### READING PASSAGE
* * *

I hope I don't bore you but I will give you the story that started my 14 year-100,000+ mile cruising career (short version).

In the late 70's early 80's I had a 21' fishing boat and we used to take it fishing to Catalina a lot. Around 1982 my wife and I decided that we would buy a 40' Trawler, live aboard and go fishing all we wanted.

Early '83 we went to a boat show and stepped foot (for the 1st time in my life) on a sailboat. Giving it some long hard thought, we decided that it was possible to live on and fish from a sailboat and save a lot of $ on fuel at the same time.

I had a very stressful job at the time and one day (shortly after the boat show) it took me 2 hours to get home from work after a bad day. I walked in the door and said, "Honey, whataya say we sell the house, everything we own, buy a sailboat and sail around the world"......honest to God true story, BTW....

To make a long story short, we sold the house in July, bought a boat in August, took sailing lessons in Sept and left from Long Beach Ca, for Hawaii in JANUARY .

It suffices to say that we got the crap beat out of us, making a winter crossing on a rum-line course from Long Beach to Honolulu. My brother lived in Honolulu at the time and he thought that I had gone mad.

* * *

### RECORDS SHOWN
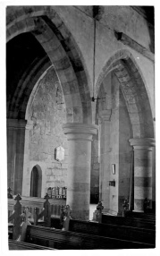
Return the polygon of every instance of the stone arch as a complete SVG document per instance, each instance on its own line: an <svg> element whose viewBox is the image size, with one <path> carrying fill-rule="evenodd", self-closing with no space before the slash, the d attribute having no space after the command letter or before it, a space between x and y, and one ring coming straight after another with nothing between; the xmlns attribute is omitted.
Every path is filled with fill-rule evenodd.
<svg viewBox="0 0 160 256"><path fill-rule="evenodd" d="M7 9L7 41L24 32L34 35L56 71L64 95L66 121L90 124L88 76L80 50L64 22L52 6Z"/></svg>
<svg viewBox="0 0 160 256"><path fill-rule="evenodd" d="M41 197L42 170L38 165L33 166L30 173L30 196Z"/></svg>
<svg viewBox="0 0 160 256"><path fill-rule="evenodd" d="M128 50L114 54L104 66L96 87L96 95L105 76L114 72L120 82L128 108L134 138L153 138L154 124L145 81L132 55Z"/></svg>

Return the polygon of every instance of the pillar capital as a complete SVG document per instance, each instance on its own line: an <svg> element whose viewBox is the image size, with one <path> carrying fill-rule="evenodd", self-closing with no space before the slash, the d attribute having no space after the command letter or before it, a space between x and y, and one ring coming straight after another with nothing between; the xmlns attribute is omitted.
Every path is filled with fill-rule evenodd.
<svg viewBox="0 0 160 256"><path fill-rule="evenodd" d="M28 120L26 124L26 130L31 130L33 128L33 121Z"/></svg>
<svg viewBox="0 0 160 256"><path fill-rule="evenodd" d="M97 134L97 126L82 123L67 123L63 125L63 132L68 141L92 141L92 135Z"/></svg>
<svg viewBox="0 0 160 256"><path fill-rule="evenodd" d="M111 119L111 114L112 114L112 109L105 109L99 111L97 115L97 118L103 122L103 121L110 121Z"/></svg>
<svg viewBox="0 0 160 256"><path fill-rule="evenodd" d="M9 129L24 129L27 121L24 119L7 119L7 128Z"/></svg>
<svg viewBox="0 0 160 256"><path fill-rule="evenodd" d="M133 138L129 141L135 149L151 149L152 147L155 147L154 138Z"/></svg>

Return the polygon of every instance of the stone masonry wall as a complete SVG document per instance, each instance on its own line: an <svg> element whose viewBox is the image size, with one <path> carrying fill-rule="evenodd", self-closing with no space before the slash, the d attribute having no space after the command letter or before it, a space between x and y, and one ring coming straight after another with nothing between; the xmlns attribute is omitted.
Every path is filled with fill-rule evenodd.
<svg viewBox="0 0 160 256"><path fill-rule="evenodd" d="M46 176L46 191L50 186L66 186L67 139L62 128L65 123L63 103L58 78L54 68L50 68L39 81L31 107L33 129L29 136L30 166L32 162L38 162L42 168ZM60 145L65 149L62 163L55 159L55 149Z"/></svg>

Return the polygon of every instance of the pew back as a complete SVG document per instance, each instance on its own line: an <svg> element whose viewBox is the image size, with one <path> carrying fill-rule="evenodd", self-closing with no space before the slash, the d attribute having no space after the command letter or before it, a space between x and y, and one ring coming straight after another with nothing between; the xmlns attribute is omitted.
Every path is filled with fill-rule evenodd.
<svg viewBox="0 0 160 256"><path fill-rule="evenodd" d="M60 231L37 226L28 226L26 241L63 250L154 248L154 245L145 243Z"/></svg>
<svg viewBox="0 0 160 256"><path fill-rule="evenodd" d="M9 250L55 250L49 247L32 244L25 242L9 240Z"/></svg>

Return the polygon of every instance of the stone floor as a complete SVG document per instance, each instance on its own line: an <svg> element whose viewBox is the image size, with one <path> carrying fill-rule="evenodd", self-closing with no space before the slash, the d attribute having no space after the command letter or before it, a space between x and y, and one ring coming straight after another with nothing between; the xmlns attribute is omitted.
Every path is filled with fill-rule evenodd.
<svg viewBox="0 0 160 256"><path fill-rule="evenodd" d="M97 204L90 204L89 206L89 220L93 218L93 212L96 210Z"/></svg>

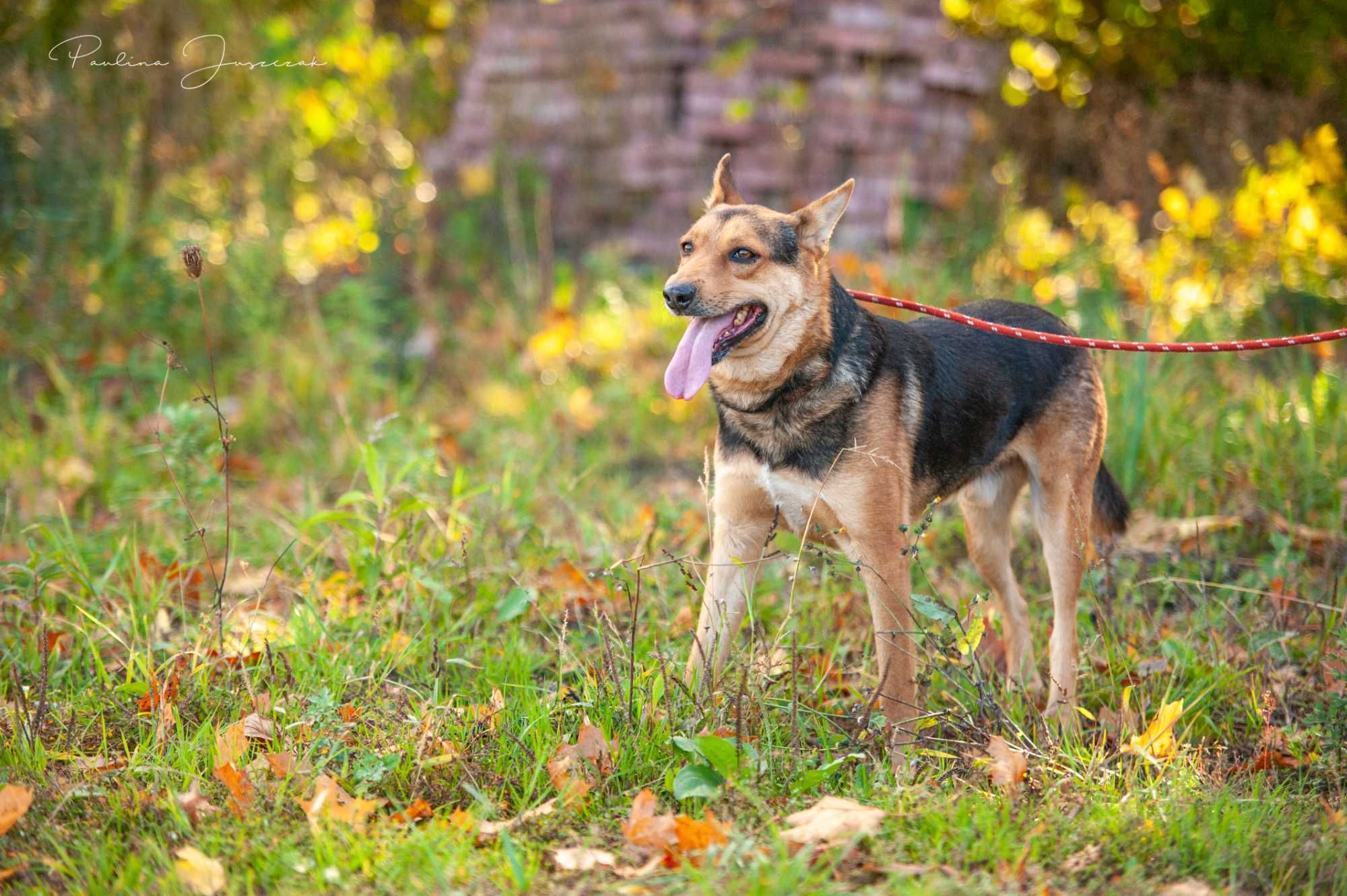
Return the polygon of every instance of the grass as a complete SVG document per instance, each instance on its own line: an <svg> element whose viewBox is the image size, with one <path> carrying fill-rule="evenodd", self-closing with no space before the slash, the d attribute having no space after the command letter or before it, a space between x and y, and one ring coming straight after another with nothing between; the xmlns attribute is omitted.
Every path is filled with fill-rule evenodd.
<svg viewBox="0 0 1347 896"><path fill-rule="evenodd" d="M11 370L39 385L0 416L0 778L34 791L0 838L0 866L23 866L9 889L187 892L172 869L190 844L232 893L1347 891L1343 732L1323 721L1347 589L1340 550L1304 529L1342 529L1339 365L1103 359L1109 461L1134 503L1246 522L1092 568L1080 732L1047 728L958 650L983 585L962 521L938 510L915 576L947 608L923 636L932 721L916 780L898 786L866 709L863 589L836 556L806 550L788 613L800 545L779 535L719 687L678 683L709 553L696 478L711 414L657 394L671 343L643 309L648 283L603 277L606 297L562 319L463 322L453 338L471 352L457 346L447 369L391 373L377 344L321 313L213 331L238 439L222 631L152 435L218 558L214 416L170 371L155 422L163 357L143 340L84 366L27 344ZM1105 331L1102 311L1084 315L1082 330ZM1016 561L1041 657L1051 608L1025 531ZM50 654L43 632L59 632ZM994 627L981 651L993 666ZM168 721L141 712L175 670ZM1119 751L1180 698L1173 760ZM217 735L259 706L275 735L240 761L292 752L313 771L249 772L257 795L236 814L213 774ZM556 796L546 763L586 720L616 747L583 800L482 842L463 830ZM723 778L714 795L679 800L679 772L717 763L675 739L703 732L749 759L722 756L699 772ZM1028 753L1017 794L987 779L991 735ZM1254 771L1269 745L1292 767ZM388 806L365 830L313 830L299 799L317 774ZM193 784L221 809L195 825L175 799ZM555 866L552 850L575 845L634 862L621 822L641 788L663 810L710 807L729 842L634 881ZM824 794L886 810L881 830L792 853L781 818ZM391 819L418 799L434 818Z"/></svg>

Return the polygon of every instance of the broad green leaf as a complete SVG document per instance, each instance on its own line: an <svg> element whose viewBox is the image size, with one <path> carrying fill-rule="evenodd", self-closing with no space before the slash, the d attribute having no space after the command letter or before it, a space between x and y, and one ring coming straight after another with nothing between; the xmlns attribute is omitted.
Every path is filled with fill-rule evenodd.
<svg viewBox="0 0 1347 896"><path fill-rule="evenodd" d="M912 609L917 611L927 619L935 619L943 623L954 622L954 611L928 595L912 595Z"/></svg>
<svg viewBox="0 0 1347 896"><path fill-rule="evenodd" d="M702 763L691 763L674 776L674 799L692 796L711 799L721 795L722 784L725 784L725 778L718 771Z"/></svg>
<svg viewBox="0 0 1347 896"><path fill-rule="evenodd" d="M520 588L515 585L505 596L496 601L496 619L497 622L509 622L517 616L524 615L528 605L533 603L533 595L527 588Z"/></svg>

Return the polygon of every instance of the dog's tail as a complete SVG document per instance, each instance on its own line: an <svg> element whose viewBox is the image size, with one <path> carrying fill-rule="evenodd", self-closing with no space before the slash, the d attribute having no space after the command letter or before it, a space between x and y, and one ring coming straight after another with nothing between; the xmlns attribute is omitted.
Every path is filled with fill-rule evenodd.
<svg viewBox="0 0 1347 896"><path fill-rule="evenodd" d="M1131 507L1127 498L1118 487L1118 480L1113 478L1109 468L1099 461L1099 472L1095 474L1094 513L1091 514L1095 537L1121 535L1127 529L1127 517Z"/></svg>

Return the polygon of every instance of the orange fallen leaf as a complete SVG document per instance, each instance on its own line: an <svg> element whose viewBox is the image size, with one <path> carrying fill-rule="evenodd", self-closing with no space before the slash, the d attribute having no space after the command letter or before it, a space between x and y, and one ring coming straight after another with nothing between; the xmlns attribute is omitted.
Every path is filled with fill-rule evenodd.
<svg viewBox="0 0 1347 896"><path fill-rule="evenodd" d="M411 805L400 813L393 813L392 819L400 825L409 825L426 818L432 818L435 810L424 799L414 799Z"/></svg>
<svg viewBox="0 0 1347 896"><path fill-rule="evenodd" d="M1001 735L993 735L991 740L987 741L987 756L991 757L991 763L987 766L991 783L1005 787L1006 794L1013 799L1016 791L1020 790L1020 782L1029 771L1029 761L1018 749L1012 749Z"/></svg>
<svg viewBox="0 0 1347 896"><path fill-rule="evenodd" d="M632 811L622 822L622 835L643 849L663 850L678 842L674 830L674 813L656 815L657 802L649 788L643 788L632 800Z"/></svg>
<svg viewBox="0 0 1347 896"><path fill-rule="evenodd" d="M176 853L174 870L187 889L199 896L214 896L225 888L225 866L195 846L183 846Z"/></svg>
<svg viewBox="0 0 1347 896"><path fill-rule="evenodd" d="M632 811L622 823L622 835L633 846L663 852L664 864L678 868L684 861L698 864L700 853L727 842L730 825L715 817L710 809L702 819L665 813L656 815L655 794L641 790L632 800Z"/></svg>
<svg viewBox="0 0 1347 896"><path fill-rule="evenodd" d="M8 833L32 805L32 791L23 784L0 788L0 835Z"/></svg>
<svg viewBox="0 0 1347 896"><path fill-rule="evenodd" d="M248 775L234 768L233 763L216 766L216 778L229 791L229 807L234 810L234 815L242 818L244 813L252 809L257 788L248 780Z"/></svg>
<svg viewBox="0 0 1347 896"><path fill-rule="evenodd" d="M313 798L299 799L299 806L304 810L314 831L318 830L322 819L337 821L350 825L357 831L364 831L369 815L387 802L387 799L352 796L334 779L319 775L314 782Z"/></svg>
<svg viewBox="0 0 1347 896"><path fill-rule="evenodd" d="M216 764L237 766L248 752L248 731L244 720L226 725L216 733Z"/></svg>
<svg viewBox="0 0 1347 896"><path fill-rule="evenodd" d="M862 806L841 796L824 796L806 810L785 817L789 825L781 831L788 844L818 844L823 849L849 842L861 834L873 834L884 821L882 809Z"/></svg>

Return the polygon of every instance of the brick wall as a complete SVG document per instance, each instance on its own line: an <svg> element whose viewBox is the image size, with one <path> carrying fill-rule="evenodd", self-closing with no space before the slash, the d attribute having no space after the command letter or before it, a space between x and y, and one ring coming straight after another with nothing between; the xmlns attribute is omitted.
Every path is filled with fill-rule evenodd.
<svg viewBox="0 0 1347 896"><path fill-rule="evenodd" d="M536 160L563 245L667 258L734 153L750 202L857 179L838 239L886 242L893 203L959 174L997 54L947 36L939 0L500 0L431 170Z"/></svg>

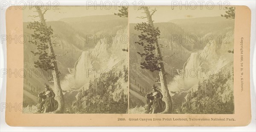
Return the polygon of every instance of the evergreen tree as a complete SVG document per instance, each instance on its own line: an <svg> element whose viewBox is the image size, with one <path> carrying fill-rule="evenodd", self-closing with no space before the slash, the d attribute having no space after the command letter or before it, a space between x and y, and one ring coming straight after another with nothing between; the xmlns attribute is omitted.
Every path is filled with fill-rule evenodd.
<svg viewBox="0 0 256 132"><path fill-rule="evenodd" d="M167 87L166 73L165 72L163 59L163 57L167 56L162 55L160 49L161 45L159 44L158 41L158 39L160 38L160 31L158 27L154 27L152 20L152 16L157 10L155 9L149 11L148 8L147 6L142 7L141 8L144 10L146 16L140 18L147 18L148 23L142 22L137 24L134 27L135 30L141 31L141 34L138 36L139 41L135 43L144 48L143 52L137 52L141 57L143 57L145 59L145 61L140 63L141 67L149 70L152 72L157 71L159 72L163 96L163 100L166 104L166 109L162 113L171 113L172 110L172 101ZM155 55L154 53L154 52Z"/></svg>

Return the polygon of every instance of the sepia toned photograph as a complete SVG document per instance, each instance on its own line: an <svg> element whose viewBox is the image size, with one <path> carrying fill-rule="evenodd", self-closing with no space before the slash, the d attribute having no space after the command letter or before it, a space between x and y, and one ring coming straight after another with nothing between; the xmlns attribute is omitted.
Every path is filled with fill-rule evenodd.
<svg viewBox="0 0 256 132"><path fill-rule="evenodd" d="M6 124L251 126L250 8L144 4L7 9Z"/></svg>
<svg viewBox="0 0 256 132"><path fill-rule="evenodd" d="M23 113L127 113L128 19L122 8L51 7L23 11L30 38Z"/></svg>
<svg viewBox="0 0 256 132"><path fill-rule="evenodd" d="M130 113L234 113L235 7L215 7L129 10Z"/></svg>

* * *

### TASKS TO PERFORM
1. According to the cruising story, in what month did the couple leave Long Beach for Hawaii?
2. In the records, copy out everything from the line that contains "Return the polygon of every instance of the evergreen" down to the line that contains "87L166 73L165 72L163", both lines included.

### ANSWERS PROVIDED
1. January

2.
Return the polygon of every instance of the evergreen tree as a complete SVG document per instance, each instance on its own line: an <svg> element whose viewBox is the image size, with one <path> carrying fill-rule="evenodd", self-closing with no space before the slash, the d attribute having no space after the command letter or before it, a space between x and y, and one ring coming straight after another with nothing between; the xmlns attribute is omitted.
Every path is filled with fill-rule evenodd.
<svg viewBox="0 0 256 132"><path fill-rule="evenodd" d="M167 87L166 73L165 72L163 59L163 57L167 56L162 55L160 49L161 45L159 44L158 41L158 39L160 38L160 31L158 27L154 27L152 20L152 16L157 10L155 9L149 11L148 8L147 6L142 7L141 8L144 10L146 16L140 18L147 18L148 23L142 22L137 24L134 27L135 30L141 31L141 34L138 36L139 41L135 43L144 48L143 52L137 52L141 57L143 57L145 59L145 61L140 63L141 67L149 70L152 72L157 71L159 72L163 96L163 100L166 104L166 109L162 113L171 113L172 110L172 101ZM155 55L154 53L154 52Z"/></svg>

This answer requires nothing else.